(Dataset entries)

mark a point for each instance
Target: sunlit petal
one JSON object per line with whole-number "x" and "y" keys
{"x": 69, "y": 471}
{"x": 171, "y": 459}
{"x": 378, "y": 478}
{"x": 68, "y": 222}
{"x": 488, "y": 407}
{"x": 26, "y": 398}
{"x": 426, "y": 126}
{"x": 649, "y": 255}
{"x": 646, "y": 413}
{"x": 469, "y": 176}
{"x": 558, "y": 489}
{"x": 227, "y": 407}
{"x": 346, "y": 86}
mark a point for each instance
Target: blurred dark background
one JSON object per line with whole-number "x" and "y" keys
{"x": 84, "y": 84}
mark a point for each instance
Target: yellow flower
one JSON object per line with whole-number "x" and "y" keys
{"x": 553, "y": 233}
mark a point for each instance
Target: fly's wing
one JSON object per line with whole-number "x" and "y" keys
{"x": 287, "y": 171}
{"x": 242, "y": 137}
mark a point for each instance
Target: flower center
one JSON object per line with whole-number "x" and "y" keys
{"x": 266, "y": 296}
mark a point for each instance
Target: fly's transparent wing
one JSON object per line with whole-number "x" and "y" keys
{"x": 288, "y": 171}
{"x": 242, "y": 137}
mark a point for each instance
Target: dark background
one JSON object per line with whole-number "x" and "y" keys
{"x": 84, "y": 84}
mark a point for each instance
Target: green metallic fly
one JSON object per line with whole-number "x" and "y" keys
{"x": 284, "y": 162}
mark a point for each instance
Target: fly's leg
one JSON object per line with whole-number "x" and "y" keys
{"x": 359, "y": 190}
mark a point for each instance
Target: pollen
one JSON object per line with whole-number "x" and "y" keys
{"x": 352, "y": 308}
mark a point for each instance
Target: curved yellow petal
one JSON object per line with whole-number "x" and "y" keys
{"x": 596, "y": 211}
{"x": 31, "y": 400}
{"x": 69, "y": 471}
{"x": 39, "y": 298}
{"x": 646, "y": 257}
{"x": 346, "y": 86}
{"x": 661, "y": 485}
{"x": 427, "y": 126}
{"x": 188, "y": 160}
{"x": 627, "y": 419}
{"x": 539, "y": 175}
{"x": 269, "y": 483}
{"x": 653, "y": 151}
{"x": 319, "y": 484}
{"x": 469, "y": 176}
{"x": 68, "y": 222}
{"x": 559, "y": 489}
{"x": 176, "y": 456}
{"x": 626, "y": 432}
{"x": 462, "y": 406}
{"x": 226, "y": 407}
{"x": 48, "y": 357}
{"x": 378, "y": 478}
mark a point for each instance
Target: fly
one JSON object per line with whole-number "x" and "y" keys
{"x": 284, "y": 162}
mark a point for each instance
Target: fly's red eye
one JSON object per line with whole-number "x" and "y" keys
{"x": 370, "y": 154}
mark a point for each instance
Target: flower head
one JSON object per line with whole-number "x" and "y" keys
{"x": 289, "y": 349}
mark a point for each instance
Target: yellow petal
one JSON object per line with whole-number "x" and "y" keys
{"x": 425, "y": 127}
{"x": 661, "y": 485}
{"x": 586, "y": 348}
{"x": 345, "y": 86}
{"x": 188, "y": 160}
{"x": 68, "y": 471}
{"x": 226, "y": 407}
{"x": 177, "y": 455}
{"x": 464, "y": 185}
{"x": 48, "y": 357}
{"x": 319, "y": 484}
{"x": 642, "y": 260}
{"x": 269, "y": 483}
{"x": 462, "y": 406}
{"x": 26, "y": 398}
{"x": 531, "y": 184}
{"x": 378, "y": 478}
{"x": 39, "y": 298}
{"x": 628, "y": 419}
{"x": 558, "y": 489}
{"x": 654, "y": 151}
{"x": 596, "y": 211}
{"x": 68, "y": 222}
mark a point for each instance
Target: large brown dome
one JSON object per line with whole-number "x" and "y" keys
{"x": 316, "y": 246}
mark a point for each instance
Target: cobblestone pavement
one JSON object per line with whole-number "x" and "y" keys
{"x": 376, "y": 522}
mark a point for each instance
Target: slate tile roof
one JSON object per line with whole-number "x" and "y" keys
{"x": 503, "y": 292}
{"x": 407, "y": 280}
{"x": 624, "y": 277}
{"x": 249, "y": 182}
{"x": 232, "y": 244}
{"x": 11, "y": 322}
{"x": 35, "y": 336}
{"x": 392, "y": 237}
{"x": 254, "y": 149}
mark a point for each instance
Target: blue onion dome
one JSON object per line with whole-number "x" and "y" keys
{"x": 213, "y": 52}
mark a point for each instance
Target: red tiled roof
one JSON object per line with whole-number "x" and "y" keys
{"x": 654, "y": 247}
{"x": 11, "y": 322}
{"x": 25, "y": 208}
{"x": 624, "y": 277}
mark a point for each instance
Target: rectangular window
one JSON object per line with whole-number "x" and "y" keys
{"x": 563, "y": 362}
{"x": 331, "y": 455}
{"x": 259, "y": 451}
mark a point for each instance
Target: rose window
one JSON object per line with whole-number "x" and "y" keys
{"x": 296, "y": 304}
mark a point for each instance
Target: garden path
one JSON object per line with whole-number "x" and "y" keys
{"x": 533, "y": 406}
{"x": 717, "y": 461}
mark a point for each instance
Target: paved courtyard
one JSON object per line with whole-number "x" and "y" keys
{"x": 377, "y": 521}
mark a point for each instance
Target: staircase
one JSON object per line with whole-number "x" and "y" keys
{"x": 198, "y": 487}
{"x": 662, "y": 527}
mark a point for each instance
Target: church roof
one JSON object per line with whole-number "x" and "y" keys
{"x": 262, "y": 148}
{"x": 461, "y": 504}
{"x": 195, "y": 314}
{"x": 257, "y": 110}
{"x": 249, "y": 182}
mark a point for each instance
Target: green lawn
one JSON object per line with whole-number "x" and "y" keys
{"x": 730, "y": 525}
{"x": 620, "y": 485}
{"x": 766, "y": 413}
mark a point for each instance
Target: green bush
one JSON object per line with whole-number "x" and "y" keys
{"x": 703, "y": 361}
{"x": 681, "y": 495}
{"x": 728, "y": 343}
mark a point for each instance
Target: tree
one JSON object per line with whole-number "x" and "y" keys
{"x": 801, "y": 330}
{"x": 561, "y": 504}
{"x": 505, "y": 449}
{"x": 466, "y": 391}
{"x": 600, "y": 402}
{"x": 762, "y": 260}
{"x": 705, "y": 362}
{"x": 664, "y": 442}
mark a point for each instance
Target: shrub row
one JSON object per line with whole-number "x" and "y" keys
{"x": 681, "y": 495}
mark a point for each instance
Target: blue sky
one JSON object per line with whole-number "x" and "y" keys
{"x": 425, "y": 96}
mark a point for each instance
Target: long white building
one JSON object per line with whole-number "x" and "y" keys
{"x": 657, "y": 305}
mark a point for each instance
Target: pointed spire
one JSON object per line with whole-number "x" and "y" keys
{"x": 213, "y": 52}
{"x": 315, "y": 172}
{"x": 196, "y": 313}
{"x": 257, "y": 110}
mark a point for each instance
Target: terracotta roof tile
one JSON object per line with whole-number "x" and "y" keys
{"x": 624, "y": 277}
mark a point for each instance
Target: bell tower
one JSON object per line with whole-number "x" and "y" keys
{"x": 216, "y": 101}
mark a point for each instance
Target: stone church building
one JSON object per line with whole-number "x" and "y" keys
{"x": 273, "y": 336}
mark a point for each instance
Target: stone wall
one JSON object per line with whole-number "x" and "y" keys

Work required:
Every entry shown above is to be written out exactly.

Answer to this task:
mark a point for each instance
Target: sunlit petal
one JSON object per line with whole-number "x" and "y" keys
{"x": 69, "y": 471}
{"x": 171, "y": 459}
{"x": 378, "y": 478}
{"x": 68, "y": 222}
{"x": 488, "y": 407}
{"x": 26, "y": 398}
{"x": 426, "y": 126}
{"x": 649, "y": 255}
{"x": 646, "y": 413}
{"x": 469, "y": 176}
{"x": 558, "y": 489}
{"x": 227, "y": 407}
{"x": 346, "y": 86}
mark a point for each instance
Target: blurred dark background
one JSON object per line with whole-number "x" and "y" keys
{"x": 84, "y": 84}
mark a point for each instance
Target: yellow flower
one JSON object per line with whole-number "x" and "y" keys
{"x": 553, "y": 233}
mark a point for each instance
Target: fly's wing
one JSON object per line with whole-number "x" and "y" keys
{"x": 287, "y": 171}
{"x": 242, "y": 137}
mark a point for each instance
Target: flower center
one JSON object per line with whole-number "x" and "y" keys
{"x": 266, "y": 296}
mark a point for each instance
Target: fly's transparent wing
one JSON object per line with whole-number "x" and "y" keys
{"x": 288, "y": 171}
{"x": 242, "y": 137}
mark a point for each instance
Target: dark background
one JSON object per line with whole-number "x" and "y" keys
{"x": 84, "y": 84}
mark a point for each instance
Target: green metallic fly
one JSON object per line with whole-number "x" and "y" keys
{"x": 284, "y": 162}
mark a point for each instance
Target: fly's leg
one JSON object per line with whole-number "x" and "y" keys
{"x": 359, "y": 190}
mark a point for each instance
Target: pollen
one JSON object per line with whole-number "x" and "y" keys
{"x": 352, "y": 308}
mark a point for each instance
Target: curved yellow petal
one JSON object per line with whole-number "x" and "y" keys
{"x": 596, "y": 211}
{"x": 31, "y": 400}
{"x": 69, "y": 471}
{"x": 39, "y": 298}
{"x": 646, "y": 257}
{"x": 346, "y": 86}
{"x": 661, "y": 485}
{"x": 427, "y": 126}
{"x": 188, "y": 160}
{"x": 627, "y": 419}
{"x": 539, "y": 175}
{"x": 269, "y": 483}
{"x": 653, "y": 151}
{"x": 319, "y": 484}
{"x": 469, "y": 176}
{"x": 68, "y": 222}
{"x": 559, "y": 489}
{"x": 176, "y": 456}
{"x": 626, "y": 432}
{"x": 462, "y": 406}
{"x": 226, "y": 407}
{"x": 48, "y": 357}
{"x": 378, "y": 478}
mark a point for each instance
Target: fly
one JSON object per line with whole-number "x" and "y" keys
{"x": 284, "y": 162}
mark a point for each instance
Target: fly's red eye
one JSON object per line with whole-number "x" and "y" keys
{"x": 370, "y": 154}
mark a point for each instance
Target: flower head
one JSON object per line with whole-number "x" and "y" keys
{"x": 289, "y": 349}
mark a point for each instance
Target: yellow petal
one JSON object per line with whole-number "x" and "y" keys
{"x": 425, "y": 127}
{"x": 661, "y": 485}
{"x": 586, "y": 348}
{"x": 345, "y": 86}
{"x": 188, "y": 160}
{"x": 68, "y": 471}
{"x": 226, "y": 407}
{"x": 177, "y": 455}
{"x": 464, "y": 185}
{"x": 48, "y": 357}
{"x": 319, "y": 484}
{"x": 642, "y": 260}
{"x": 269, "y": 483}
{"x": 462, "y": 406}
{"x": 26, "y": 398}
{"x": 531, "y": 184}
{"x": 378, "y": 478}
{"x": 39, "y": 298}
{"x": 628, "y": 419}
{"x": 558, "y": 489}
{"x": 654, "y": 151}
{"x": 596, "y": 211}
{"x": 68, "y": 222}
mark a point for each instance
Target: large brown dome
one JSON object per line with whole-number "x" and "y" keys
{"x": 316, "y": 246}
mark a point for each instance
Target: cobblestone pavement
one JSON object per line with whole-number "x" and "y" keys
{"x": 376, "y": 522}
mark a point for each instance
Target: slate tile roof
one JSON object per line with whole-number "x" and "y" keys
{"x": 503, "y": 292}
{"x": 407, "y": 280}
{"x": 624, "y": 277}
{"x": 249, "y": 182}
{"x": 232, "y": 244}
{"x": 11, "y": 322}
{"x": 35, "y": 336}
{"x": 392, "y": 237}
{"x": 254, "y": 149}
mark a point for each instance
Target: blue onion dome
one JSON object per line with whole-number "x" and "y" keys
{"x": 213, "y": 52}
mark a point for each instance
Target: red tiled roof
one JSON object per line with whole-number "x" and "y" keys
{"x": 654, "y": 247}
{"x": 11, "y": 322}
{"x": 25, "y": 208}
{"x": 624, "y": 277}
mark a point for each instance
Target: rectangular window
one JSON object per line with whole-number "x" and "y" keys
{"x": 563, "y": 362}
{"x": 331, "y": 455}
{"x": 259, "y": 451}
mark a point for each instance
Target: rose window
one JSON object per line with whole-number "x" and "y" keys
{"x": 296, "y": 304}
mark a point for each instance
Target: garden path
one JSON object per line with whole-number "x" and "y" keys
{"x": 533, "y": 406}
{"x": 717, "y": 461}
mark a point for each instance
Target: paved courtyard
one JSON object per line with whole-number "x" and "y" keys
{"x": 377, "y": 521}
mark a point for each instance
Target: staircase
one JSON object per line with whole-number "x" and "y" keys
{"x": 198, "y": 487}
{"x": 662, "y": 527}
mark a point for each instance
Target: church roof
one JSON object per line with whole-number "x" and "y" keys
{"x": 262, "y": 148}
{"x": 461, "y": 504}
{"x": 195, "y": 314}
{"x": 257, "y": 110}
{"x": 249, "y": 182}
mark a point for each instance
Target: green lawn
one JSON object per line with whole-number "x" and "y" keys
{"x": 730, "y": 525}
{"x": 620, "y": 485}
{"x": 766, "y": 413}
mark a point for each instance
Target: green bush
one JSON object per line with whole-number "x" and "y" keys
{"x": 703, "y": 361}
{"x": 681, "y": 495}
{"x": 728, "y": 343}
mark a point for each instance
Target: tree
one JSON object per line with whole-number "x" and "y" keys
{"x": 801, "y": 330}
{"x": 561, "y": 504}
{"x": 505, "y": 449}
{"x": 466, "y": 391}
{"x": 600, "y": 402}
{"x": 762, "y": 260}
{"x": 705, "y": 362}
{"x": 664, "y": 442}
mark a point for each instance
Target: shrub row
one JSON object per line with whole-number "x" and "y" keys
{"x": 681, "y": 495}
mark a point for each instance
Target: blue sky
one JSON object per line with whole-number "x" and "y" keys
{"x": 425, "y": 96}
mark a point for each instance
Target: long white building
one JSON object per line with whole-number "x" and "y" keys
{"x": 657, "y": 305}
mark a point for each instance
Target: pointed spire
one JSON object per line with whole-number "x" and "y" keys
{"x": 213, "y": 52}
{"x": 315, "y": 172}
{"x": 196, "y": 313}
{"x": 257, "y": 110}
mark a point for each instance
Target: terracotta roof tile
one JSON object per line with whole-number "x" and "y" keys
{"x": 624, "y": 277}
mark a point for each instance
Target: bell tower
one JSON object per line with whole-number "x" and "y" keys
{"x": 216, "y": 101}
mark a point for each instance
Target: stone church building
one JSON object per line with whole-number "x" and "y" keys
{"x": 273, "y": 336}
mark a point for each instance
Target: stone wall
one JSON object per line with whole-number "x" and "y" keys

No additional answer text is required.